» Uygulanacak Talimatlar
Belge alıntısına göre Cemil günde kaç saat çalışıyordu?

» Belge Alıntısı
==================================================

Ölmemişti demek. En son hatırladığı telefonda tartıştığı müşterinin söyledikleriydi. Buraya nasıl geldiğini hatırlamıyordu. “Rahat ol…” dedi doktor. “Şu an damarlarınızı kontrol ediyoruz, gerekirse stent takabiliriz.” Cemil o gün işyerinde hem çalışanlar hem de müşterilerle tartışmış, en son telefonda konuşurken duvarı yumruklamış ve bir anda yere yığılıp kalmıştı. İş ortağı 112’yi aramış ve ambulansla onu hastanenin aciline getirmişti. Bu sırada kalbinin durmasıyla şuur kaybı yaşayan Cemil, şok cihazı ile hayata döndürülmüştü. İlk tetkikler yapılır yapılmaz kalp krizi geçirdiği anlaşıldı ve hızla anjiografi laboratuvarına alındı. Cemil tam bir işkolikti. Günde on iki saat çalışıyor, akşamları birkaç arkadaşıyla alkol ve sigara içiyor, eve gittiğinde çoktan uyumuş olan çocuklarını öpüyor ve hemen yatıyordu.

Ne yatarken huzurluydu, ne uyandığında, ne de gün içinde koştururken. İş stresi onu pençesine almıştı ama kendini yalnız da hissediyordu. Kalbini açabileceği kimse yoktu. Neredeyse her gün gergindi. Olur olmaz her şeye sinirlenip bağırıyordu, Rahatlamak için yaptığı tek şey alkol ve sigara kullanmaktı. Bu stres, yalnızlık ve öfke bugün onu içeriden vurdu. Yıllar içinde tansiyonu farkında olmadan yükselmiş ve en sonunda kalbini etkilemişti. Cemil stresi yönetebilse, tansiyonuna dikkat etse ve kalbinin sesine kulak verebilseydi, belki şu an anjiografi masasında olmayacaktı. O sadece 38 yaşındaydı.

==================================================

» Alıştırma Verileri
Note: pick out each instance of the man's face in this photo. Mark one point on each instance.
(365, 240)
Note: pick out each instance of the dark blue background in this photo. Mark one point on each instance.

==================================================

» Yanıt Alanı
Günde on iki saat.